*DOCUMENT SECTION:*
****

Fake Green Taxonomy Act must be rejected by EU Parliament

Posted on February, 02 2022

The European Commission has today bowed to pressure from France and others (1), by publishing a set of sustainable finance rules which will do huge damage to the EU and global environmental action
The Commission officially classifies fossil gas and nuclear power as environmentally sustainable under the EU Taxonomy - the EU’s “green” investment guidebook - despite the fact that fossil gas generates huge emissions, and nuclear power creates highly radioactive waste which we still do not know how to handle. 

This creates a benchmark that lags behind the existing green bond market, which excludes gas and nuclear, and risks directing billions of euros towards these harmful industries. Only last week, the European Commission’s scientific advisers on the Taxonomy slammed the Commission’s proposal, saying that it was “not in line with the Taxonomy Regulation,” and posed a “serious risk of undermining the sustainable Taxonomy framework”.

The Commission’s proposal is meant to flesh out the details of the robust EU Taxonomy regulation, whose Article 19 requires the Taxonomy criteria to be built on science, not give special treatment to certain technologies, and be easily verifiable. However, the new gas and nuclear criteria violate each of these requirements and are thus inconsistent with the regulation.  WWF calls on the EU Parliament and Council, which each have a yes/no vote on the proposal, to reject it.

****

*EXERCISES TO COMPLETE:*
1. Edit the taxonomy press release passage that begins at the words "The Commission’s proposal is" and ends after "to reject it.", changing "robust" to "binding".
2. Using the taxonomy press release, decide whether each statement agrees with the text. Answer yes or no and quote the deciding words. (a) The existing green bond market excludes gas and nuclear. (b) The Commission's scientific advisers on the Taxonomy endorsed the proposal. (c) Only the EU Parliament has a vote on the proposal.
3. List every requirement that the taxonomy press release says Article 19 sets for the Taxonomy criteria.

*Shape boundary entries:*
****

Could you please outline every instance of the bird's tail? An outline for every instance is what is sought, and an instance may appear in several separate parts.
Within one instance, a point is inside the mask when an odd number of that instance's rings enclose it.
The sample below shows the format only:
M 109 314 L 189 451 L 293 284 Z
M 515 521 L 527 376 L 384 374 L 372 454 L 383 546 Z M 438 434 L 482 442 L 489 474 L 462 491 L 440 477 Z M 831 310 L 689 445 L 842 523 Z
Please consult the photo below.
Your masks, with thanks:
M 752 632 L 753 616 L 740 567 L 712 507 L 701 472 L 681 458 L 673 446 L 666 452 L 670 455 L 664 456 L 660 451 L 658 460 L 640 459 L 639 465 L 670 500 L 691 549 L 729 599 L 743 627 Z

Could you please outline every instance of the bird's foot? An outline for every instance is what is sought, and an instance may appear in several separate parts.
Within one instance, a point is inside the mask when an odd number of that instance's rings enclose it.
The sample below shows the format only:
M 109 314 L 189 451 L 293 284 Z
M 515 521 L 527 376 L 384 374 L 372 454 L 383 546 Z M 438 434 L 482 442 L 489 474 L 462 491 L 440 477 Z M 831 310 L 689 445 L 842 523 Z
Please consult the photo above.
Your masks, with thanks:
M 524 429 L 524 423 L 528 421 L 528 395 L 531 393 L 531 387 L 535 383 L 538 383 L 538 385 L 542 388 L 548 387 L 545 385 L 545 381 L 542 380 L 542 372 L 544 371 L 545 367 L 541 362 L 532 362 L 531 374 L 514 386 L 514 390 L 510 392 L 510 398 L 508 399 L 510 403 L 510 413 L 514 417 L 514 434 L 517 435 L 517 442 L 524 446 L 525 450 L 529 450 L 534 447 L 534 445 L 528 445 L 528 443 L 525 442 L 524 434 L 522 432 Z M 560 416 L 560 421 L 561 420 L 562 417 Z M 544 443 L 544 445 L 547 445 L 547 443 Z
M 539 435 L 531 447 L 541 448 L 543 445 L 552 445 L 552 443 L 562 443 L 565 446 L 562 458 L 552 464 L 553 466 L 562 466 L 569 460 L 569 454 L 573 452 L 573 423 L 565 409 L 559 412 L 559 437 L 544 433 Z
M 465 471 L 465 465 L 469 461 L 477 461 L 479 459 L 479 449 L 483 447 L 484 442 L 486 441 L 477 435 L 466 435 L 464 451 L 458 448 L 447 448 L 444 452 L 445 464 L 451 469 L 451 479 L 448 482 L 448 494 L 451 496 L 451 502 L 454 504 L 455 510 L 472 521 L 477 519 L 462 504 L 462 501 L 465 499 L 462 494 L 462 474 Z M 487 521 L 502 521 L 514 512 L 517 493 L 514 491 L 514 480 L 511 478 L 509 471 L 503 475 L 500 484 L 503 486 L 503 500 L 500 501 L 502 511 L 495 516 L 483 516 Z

****

*ANSWER SET:*
1.
The Commission’s proposal is meant to flesh out the details of the binding EU Taxonomy regulation, whose Article 19 requires the Taxonomy criteria to be built on science, not give special treatment to certain technologies, and be easily verifiable. However, the new gas and nuclear criteria violate each of these requirements and are thus inconsistent with the regulation.  WWF calls on the EU Parliament and Council, which each have a yes/no vote on the proposal, to reject it.

2.
(a) Yes: "the existing green bond market, which excludes gas and nuclear"
(b) No: "the European Commission’s scientific advisers on the Taxonomy slammed the Commission’s proposal"
(c) No: "the EU Parliament and Council, which each have a yes/no vote on the proposal"

3.
- Be built on science
- Not give special treatment to certain technologies
- Be easily verifiable